Intriguingly the sectors in which these Bengali entrepreneurial companies were foraying were chemicals, bicycles, potteries, textiles, pharmaceuticals, rubber products, electric lamps, construction engineering, personal care products and not financial services, extractive like mining or agro-resources based like tea or jute.  To comprehend the size and impact of some of these enterprises, consider the fact that the Mookerjees were the third largest business group in India till mid-1960s and Bengal Chemicals was one of the largest chemical and pharmaceutical company in India which was considered to be the birthplace of Indian pharmaceutical drug industry.

Most important is to acknowledge that the sectors in which most Bengali entrepreneurs were active were high-tech by the standards of the day, innovative, high-risk, emergent, in a way were forerunners of today’s start-ups.  Several of these companies were the first in the field to foray into manufacturing the products which till then were being imported, for instance, bicycles, waterproofs, electric lamps and electric fans. The founder of Sen Raleigh was instrumental in popularizing the concept of bicycles as means of personal transport for ordinary Indians and were bringing bicycle to the masses, when bicycle was mostly a luxury item.

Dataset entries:
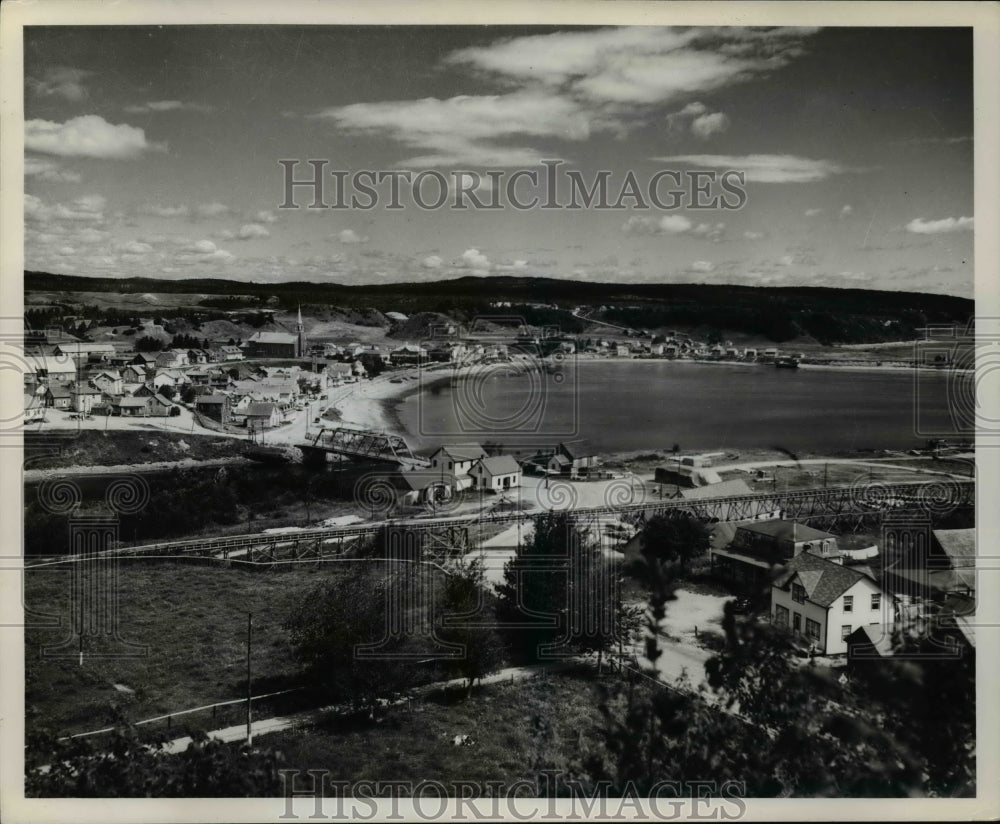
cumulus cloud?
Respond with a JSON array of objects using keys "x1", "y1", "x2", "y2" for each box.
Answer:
[
  {"x1": 447, "y1": 26, "x2": 816, "y2": 104},
  {"x1": 906, "y1": 217, "x2": 974, "y2": 235},
  {"x1": 24, "y1": 66, "x2": 93, "y2": 103},
  {"x1": 195, "y1": 201, "x2": 231, "y2": 217},
  {"x1": 337, "y1": 229, "x2": 368, "y2": 246},
  {"x1": 652, "y1": 154, "x2": 858, "y2": 183},
  {"x1": 622, "y1": 215, "x2": 726, "y2": 243},
  {"x1": 24, "y1": 114, "x2": 166, "y2": 160},
  {"x1": 125, "y1": 100, "x2": 214, "y2": 114},
  {"x1": 236, "y1": 223, "x2": 271, "y2": 240},
  {"x1": 24, "y1": 157, "x2": 83, "y2": 183},
  {"x1": 311, "y1": 90, "x2": 590, "y2": 167},
  {"x1": 185, "y1": 240, "x2": 234, "y2": 263},
  {"x1": 24, "y1": 195, "x2": 106, "y2": 223},
  {"x1": 307, "y1": 26, "x2": 815, "y2": 167},
  {"x1": 138, "y1": 203, "x2": 191, "y2": 217},
  {"x1": 460, "y1": 249, "x2": 490, "y2": 272},
  {"x1": 667, "y1": 102, "x2": 729, "y2": 140},
  {"x1": 691, "y1": 112, "x2": 729, "y2": 140}
]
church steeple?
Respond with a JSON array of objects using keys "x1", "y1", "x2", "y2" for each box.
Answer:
[{"x1": 295, "y1": 305, "x2": 306, "y2": 358}]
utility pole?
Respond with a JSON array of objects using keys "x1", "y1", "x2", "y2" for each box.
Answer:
[{"x1": 247, "y1": 612, "x2": 253, "y2": 746}]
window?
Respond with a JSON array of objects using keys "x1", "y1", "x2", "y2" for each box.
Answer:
[
  {"x1": 806, "y1": 618, "x2": 820, "y2": 643},
  {"x1": 774, "y1": 604, "x2": 788, "y2": 627}
]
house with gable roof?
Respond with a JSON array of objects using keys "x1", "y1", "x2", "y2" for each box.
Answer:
[{"x1": 771, "y1": 552, "x2": 896, "y2": 655}]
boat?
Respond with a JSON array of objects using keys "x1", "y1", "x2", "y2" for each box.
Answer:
[{"x1": 246, "y1": 444, "x2": 290, "y2": 463}]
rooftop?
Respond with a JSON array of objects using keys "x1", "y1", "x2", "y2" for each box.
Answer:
[
  {"x1": 740, "y1": 520, "x2": 837, "y2": 543},
  {"x1": 774, "y1": 552, "x2": 867, "y2": 607},
  {"x1": 479, "y1": 455, "x2": 521, "y2": 475}
]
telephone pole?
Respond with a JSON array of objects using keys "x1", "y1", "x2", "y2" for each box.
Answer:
[{"x1": 247, "y1": 612, "x2": 253, "y2": 746}]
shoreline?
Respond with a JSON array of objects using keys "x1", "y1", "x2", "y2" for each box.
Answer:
[{"x1": 327, "y1": 356, "x2": 974, "y2": 448}]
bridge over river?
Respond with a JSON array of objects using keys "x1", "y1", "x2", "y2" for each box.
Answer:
[{"x1": 26, "y1": 478, "x2": 976, "y2": 568}]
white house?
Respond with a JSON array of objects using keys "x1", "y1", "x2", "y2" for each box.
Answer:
[
  {"x1": 771, "y1": 552, "x2": 896, "y2": 655},
  {"x1": 431, "y1": 444, "x2": 489, "y2": 475},
  {"x1": 469, "y1": 455, "x2": 521, "y2": 492}
]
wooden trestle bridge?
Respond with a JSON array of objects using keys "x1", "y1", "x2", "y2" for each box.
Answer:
[
  {"x1": 299, "y1": 426, "x2": 430, "y2": 468},
  {"x1": 27, "y1": 478, "x2": 976, "y2": 567}
]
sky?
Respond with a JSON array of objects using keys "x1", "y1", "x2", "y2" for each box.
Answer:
[{"x1": 24, "y1": 26, "x2": 974, "y2": 297}]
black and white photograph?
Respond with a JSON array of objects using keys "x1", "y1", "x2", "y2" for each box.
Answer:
[{"x1": 0, "y1": 0, "x2": 1000, "y2": 822}]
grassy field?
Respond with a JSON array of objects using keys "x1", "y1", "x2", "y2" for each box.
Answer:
[
  {"x1": 25, "y1": 563, "x2": 337, "y2": 733},
  {"x1": 259, "y1": 670, "x2": 610, "y2": 796},
  {"x1": 25, "y1": 429, "x2": 246, "y2": 469}
]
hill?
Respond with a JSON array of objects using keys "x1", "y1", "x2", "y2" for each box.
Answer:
[{"x1": 24, "y1": 272, "x2": 974, "y2": 344}]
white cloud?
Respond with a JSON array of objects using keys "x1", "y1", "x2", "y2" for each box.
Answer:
[
  {"x1": 24, "y1": 66, "x2": 93, "y2": 103},
  {"x1": 337, "y1": 229, "x2": 368, "y2": 246},
  {"x1": 125, "y1": 100, "x2": 213, "y2": 114},
  {"x1": 461, "y1": 249, "x2": 490, "y2": 272},
  {"x1": 24, "y1": 195, "x2": 106, "y2": 223},
  {"x1": 138, "y1": 203, "x2": 191, "y2": 217},
  {"x1": 236, "y1": 223, "x2": 271, "y2": 240},
  {"x1": 311, "y1": 90, "x2": 590, "y2": 167},
  {"x1": 447, "y1": 26, "x2": 815, "y2": 104},
  {"x1": 195, "y1": 201, "x2": 230, "y2": 217},
  {"x1": 691, "y1": 223, "x2": 726, "y2": 243},
  {"x1": 652, "y1": 154, "x2": 856, "y2": 183},
  {"x1": 622, "y1": 215, "x2": 707, "y2": 235},
  {"x1": 24, "y1": 157, "x2": 83, "y2": 183},
  {"x1": 181, "y1": 240, "x2": 234, "y2": 263},
  {"x1": 906, "y1": 217, "x2": 974, "y2": 235},
  {"x1": 24, "y1": 114, "x2": 166, "y2": 160},
  {"x1": 691, "y1": 112, "x2": 729, "y2": 140}
]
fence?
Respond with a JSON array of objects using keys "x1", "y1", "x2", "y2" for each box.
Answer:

Work instruction 1:
For each statement, say whether it agrees with the passage on Bengali entrepreneurs, answering yes or no and quoting the exact words of the passage that decide it. (a) The Bengali companies were active in tea and jute. (b) The Mookerjees were the third largest business group in India until the mid-1960s. (c) Several of the companies were the first to make products that India had been importing, electric fans among them.
Work instruction 2:
Reproduce the passage on Bengali entrepreneurs word for word, everything from "Most important is" down to "a luxury item.".
Work instruction 3:
Take the passage on Bengali entrepreneurs further, picking up right after its final sentence.

Expected output 1:
(a) No. "and not financial services, extractive like mining or agro-resources based like tea or jute"
(b) Yes. "the Mookerjees were the third largest business group in India till mid-1960s"
(c) Yes. "Several of these companies were the first in the field to foray into manufacturing the products which till then were being imported, for instance, bicycles, waterproofs, electric lamps and electric fans."

Expected output 2:
Most important is to acknowledge that the sectors in which most Bengali entrepreneurs were active were high-tech by the standards of the day, innovative, high-risk, emergent, in a way were forerunners of today’s start-ups.  Several of these companies were the first in the field to foray into manufacturing the products which till then were being imported, for instance, bicycles, waterproofs, electric lamps and electric fans. The founder of Sen Raleigh was instrumental in popularizing the concept of bicycles as means of personal transport for ordinary Indians and were bringing bicycle to the masses, when bicycle was mostly a luxury item.

Expected output 3:
Waterproofs were being imported into India and were prohibitively expensive making it beyond the reach of most individuals with modest means till Shri Surendra Mohan Bose started his Bengal Waterproof ‘Duckback’ venture which manufactured them indigenously. The same holds true for electric lamps which were restricted to urban areas introduced by foreign investors and then came Bengal Lamps which started their factory manufacturing electric lamps. In a short while Bengal Lamps earned accolades for its superior quality and affordable price. In 1930s Calcutta Fan Works was set-up with K Chuckerbutty as Managing Director for localized manufacture of electric fans.

Most of these entrepreneurs had to chart undefined, unpredictable territories of marketplace since there was no available marketplace for these pioneering products which were being manufactured for the first time in India by indigenous entrepreneurs.   Hence these Bengali Swadeshi entrepreneurs had to navigate the uncertainties of marketplace, lack of access to financial capital for high-risk ventures and the task of translating their technological ideas into tangible products for marketplace, from drawing-board to the finished part.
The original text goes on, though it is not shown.